─── Provided data

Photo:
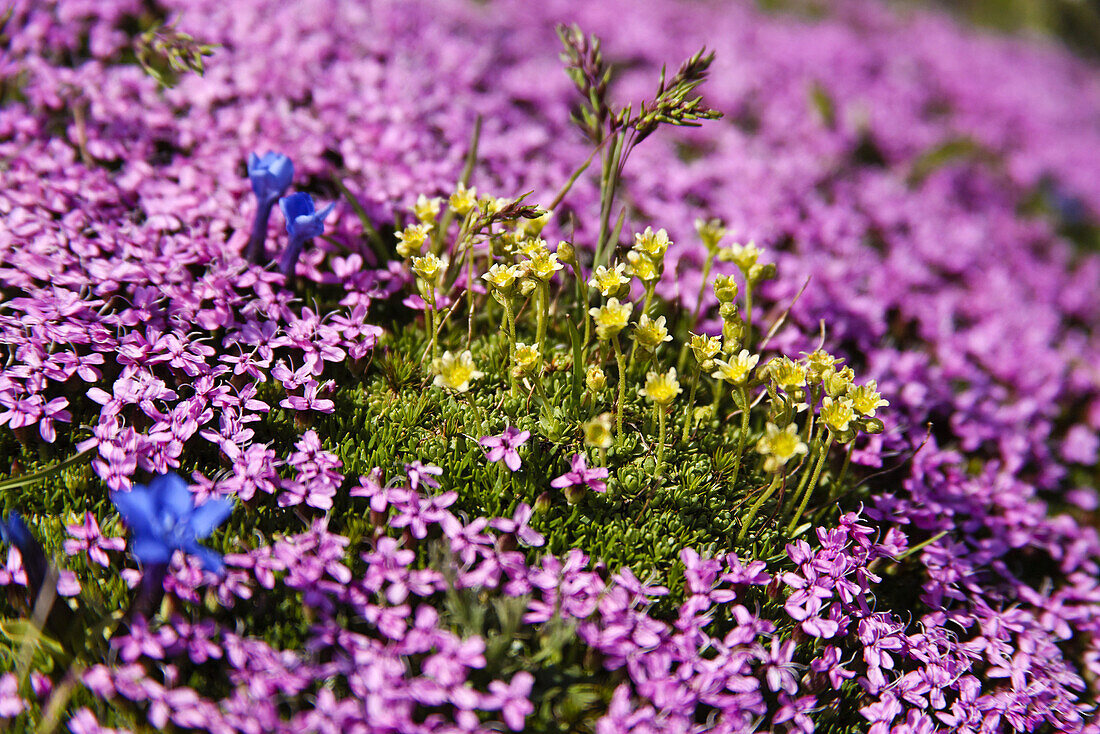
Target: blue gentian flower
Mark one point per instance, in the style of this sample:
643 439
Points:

──────

Directive: Reproduce the lines above verbatim, leaving out the pictures.

Problem solution:
Photo:
Target: blue gentian flower
Mark one point per instance, in the style of this sample:
643 439
Points:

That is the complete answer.